==== DATA SHOWN

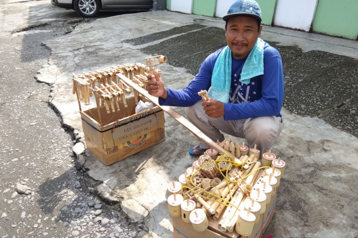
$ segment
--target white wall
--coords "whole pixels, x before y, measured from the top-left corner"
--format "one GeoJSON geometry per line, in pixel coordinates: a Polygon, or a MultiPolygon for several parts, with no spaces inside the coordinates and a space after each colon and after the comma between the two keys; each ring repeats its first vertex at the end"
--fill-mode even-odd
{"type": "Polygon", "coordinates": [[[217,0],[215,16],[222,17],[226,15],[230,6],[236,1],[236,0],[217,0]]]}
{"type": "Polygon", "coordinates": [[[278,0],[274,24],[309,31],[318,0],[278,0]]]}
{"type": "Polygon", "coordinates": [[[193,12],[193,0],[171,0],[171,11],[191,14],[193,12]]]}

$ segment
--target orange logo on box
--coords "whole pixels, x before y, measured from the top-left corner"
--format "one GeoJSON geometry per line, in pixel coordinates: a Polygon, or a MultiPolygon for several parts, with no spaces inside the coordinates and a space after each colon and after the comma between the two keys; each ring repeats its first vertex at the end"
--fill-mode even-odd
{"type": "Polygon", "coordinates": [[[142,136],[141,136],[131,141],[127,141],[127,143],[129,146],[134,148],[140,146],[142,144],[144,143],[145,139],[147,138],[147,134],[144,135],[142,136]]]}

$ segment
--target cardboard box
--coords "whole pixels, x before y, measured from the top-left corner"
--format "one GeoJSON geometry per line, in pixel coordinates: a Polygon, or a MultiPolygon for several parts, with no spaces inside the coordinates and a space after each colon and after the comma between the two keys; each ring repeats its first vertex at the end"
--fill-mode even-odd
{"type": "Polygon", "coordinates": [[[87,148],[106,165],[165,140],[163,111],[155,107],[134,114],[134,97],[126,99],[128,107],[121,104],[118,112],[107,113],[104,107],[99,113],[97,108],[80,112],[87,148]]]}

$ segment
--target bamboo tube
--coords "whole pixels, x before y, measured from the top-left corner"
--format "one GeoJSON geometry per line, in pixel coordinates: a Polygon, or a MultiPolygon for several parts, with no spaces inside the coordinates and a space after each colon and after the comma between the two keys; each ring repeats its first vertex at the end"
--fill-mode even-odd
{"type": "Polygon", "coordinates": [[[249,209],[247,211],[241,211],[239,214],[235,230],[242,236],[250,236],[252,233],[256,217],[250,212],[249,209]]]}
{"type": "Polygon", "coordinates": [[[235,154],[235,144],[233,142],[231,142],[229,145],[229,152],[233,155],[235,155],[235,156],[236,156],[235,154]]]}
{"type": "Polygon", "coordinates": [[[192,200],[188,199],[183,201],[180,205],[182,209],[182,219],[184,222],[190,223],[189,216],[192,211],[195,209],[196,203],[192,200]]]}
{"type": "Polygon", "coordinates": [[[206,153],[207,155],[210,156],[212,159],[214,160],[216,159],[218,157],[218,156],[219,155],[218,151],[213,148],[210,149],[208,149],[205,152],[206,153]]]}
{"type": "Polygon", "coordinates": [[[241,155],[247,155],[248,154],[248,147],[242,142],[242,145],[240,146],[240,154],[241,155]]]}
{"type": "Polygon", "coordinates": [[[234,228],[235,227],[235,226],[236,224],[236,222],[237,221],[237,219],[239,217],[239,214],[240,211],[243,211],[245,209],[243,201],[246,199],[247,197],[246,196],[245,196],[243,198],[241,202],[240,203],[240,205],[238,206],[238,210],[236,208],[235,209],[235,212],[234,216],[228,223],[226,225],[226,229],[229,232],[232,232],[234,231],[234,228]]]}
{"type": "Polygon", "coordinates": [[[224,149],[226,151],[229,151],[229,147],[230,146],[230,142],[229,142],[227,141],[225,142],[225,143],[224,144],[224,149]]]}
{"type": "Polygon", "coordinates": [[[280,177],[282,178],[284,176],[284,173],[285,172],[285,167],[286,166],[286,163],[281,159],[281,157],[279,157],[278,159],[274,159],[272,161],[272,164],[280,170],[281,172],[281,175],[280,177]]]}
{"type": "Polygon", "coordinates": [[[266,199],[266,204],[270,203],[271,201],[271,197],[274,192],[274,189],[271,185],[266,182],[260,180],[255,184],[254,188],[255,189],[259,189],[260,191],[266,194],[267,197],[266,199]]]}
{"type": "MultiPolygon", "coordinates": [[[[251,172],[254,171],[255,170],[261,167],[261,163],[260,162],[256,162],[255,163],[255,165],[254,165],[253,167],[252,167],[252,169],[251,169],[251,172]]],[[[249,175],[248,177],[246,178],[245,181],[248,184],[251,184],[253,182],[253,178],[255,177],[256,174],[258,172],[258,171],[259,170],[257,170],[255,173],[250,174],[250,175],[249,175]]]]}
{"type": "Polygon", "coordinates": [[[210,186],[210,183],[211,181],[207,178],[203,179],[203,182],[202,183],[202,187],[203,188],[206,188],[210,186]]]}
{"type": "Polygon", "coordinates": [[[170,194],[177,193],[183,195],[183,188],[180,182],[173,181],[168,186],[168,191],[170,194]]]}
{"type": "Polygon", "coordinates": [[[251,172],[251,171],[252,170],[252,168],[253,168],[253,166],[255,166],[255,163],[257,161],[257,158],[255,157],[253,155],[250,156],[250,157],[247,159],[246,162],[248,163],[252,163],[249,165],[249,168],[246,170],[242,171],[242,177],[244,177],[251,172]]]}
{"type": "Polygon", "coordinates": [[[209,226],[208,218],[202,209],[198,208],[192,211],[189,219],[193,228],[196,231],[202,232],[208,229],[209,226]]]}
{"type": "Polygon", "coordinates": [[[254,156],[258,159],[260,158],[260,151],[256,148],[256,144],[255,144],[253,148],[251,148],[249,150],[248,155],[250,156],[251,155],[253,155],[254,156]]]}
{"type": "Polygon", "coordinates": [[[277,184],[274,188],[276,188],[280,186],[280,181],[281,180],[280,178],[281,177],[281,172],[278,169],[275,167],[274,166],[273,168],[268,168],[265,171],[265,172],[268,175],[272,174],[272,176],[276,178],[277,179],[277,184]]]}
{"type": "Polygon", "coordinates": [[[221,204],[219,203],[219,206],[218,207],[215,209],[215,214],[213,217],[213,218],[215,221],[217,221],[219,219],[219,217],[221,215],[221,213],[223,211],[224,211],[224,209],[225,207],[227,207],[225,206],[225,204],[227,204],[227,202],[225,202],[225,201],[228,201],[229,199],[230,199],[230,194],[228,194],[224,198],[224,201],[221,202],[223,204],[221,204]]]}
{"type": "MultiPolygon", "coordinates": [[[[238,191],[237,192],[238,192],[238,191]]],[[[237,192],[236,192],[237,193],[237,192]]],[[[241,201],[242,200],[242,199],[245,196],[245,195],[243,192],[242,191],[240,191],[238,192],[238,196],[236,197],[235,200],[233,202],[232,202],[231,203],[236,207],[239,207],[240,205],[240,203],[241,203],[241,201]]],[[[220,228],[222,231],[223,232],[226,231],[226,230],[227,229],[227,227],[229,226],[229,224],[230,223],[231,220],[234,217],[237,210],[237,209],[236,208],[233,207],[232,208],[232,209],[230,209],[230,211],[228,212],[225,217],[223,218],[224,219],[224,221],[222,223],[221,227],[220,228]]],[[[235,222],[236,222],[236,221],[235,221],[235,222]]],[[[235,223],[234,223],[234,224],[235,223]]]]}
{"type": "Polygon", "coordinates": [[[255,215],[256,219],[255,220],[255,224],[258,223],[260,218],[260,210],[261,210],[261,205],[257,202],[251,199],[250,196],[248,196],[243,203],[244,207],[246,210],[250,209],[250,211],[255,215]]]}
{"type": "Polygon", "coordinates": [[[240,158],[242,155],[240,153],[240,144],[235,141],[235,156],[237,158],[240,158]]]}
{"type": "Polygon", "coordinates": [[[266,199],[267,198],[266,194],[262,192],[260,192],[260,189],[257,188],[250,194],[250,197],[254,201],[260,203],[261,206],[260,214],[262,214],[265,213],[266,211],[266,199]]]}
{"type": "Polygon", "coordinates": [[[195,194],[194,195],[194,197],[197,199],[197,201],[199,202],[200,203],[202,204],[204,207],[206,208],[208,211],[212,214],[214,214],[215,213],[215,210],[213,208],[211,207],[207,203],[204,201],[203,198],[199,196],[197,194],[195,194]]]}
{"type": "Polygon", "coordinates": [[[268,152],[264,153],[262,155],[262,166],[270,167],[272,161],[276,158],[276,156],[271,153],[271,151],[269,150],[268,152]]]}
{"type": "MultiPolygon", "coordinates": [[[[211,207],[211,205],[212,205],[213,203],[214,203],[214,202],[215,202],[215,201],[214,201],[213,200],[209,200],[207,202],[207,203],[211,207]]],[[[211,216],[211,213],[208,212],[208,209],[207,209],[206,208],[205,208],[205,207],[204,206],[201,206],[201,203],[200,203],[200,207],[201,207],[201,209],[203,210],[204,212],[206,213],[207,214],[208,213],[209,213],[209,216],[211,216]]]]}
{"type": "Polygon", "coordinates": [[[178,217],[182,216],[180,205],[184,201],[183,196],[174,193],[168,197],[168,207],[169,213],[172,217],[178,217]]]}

========

EXERCISE BRIEF ::
Find each line above that contains the string "target", and copy those lines out.

FINISHED ANSWER ::
--target white wall
--target orange logo on box
--target cardboard box
--target bamboo tube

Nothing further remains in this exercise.